Which lines in the entries below contain the string "wooden", with case counting? Identify each of them and copy it out in full.

start Given information

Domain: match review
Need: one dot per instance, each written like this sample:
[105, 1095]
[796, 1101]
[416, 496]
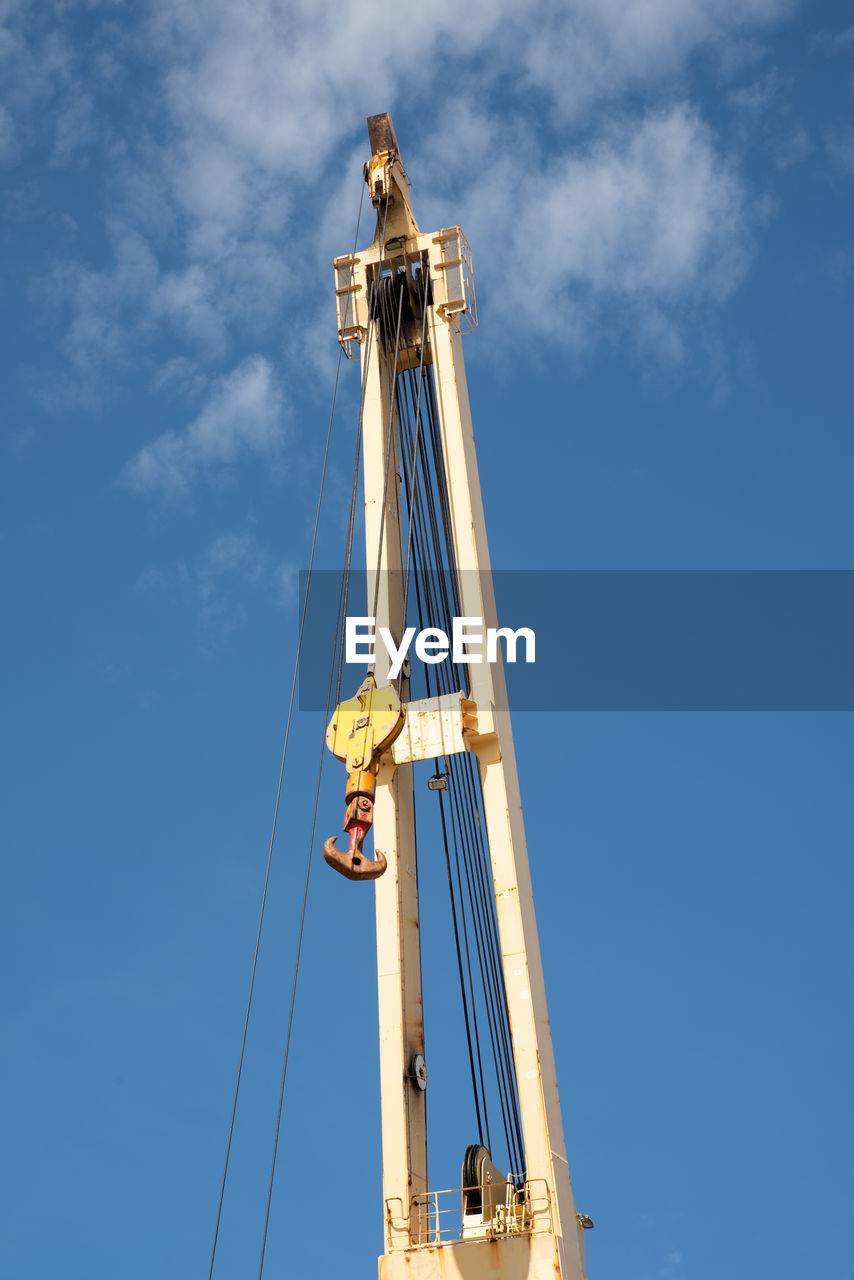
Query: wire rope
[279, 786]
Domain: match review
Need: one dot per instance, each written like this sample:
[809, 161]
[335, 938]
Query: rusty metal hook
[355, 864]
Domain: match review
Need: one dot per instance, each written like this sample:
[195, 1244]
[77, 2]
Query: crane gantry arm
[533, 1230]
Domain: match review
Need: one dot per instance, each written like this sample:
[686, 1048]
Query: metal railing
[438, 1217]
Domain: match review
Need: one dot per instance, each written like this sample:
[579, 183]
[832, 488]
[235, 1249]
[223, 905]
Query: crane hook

end Given information
start Given information

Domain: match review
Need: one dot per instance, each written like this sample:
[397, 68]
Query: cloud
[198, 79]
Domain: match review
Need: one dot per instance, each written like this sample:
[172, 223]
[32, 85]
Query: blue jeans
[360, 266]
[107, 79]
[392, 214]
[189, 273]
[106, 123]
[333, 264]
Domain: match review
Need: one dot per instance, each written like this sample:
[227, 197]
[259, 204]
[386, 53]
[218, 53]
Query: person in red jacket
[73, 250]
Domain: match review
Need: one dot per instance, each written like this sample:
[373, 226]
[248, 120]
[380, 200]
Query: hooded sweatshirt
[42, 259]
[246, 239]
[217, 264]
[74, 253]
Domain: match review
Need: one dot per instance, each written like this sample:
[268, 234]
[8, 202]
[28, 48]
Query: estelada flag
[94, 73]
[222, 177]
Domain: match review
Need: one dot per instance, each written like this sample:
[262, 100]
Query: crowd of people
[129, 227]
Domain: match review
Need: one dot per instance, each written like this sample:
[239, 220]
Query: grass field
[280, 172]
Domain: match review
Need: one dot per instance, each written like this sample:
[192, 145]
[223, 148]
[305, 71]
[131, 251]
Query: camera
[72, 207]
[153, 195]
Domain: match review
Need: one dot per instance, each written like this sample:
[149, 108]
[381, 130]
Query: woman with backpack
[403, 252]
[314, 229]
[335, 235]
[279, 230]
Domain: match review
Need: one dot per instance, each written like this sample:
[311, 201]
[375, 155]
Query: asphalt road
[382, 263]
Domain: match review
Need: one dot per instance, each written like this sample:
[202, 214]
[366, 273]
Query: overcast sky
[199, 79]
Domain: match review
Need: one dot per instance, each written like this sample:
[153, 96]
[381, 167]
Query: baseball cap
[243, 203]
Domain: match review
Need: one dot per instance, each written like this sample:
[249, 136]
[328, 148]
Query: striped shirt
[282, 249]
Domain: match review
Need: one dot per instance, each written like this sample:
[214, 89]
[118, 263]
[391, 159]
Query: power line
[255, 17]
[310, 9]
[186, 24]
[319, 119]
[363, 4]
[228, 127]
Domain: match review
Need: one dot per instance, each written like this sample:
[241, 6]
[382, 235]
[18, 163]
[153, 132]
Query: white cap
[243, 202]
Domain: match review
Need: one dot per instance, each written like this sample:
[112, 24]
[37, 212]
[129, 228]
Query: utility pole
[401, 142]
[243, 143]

end Given information
start Given information

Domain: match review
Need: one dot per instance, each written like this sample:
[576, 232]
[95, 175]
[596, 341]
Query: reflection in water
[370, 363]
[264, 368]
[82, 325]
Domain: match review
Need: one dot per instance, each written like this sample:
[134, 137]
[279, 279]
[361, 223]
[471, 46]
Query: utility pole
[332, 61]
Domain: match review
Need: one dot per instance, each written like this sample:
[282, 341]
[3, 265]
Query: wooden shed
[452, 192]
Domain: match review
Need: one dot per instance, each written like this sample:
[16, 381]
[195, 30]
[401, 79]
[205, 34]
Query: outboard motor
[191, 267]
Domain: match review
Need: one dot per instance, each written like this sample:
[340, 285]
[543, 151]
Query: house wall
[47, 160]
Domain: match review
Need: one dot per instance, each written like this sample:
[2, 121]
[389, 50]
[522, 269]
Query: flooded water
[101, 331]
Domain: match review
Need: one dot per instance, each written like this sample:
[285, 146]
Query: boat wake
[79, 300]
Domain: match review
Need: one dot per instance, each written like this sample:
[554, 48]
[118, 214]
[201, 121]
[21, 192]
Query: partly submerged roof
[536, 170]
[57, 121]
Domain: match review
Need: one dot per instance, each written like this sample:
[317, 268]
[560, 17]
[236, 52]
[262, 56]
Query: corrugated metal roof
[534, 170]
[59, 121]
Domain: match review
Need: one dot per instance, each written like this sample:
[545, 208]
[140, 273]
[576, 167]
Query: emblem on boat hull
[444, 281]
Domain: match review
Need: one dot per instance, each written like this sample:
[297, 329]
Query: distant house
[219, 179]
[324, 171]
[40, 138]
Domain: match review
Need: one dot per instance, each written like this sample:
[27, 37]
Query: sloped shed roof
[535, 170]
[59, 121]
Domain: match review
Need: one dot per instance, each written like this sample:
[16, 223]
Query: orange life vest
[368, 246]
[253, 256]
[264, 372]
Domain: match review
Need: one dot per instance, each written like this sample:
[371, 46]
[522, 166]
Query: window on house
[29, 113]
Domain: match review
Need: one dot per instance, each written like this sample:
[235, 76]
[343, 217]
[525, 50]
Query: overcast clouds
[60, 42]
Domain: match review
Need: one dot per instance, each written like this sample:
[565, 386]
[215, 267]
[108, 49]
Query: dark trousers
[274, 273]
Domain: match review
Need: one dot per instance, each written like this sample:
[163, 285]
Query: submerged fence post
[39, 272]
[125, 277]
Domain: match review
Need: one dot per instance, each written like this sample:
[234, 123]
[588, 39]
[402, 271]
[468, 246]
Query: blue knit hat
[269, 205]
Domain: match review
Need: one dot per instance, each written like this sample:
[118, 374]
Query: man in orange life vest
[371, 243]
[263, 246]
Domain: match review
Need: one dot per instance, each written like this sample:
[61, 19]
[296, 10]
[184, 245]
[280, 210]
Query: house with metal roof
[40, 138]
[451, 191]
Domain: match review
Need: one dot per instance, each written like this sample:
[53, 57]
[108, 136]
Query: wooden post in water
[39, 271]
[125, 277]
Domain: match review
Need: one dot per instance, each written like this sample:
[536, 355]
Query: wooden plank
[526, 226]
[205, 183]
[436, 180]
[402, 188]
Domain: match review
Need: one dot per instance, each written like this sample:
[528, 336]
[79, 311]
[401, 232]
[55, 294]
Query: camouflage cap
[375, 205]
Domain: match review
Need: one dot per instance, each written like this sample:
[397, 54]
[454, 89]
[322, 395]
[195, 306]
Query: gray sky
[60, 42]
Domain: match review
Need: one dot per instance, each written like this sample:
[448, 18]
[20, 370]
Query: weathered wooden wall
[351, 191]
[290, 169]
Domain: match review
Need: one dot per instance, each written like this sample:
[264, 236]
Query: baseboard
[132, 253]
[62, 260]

end Given information

### Final result
Query: wooden shed
Query: wooden post in water
Query: wooden plank
Query: weathered wooden wall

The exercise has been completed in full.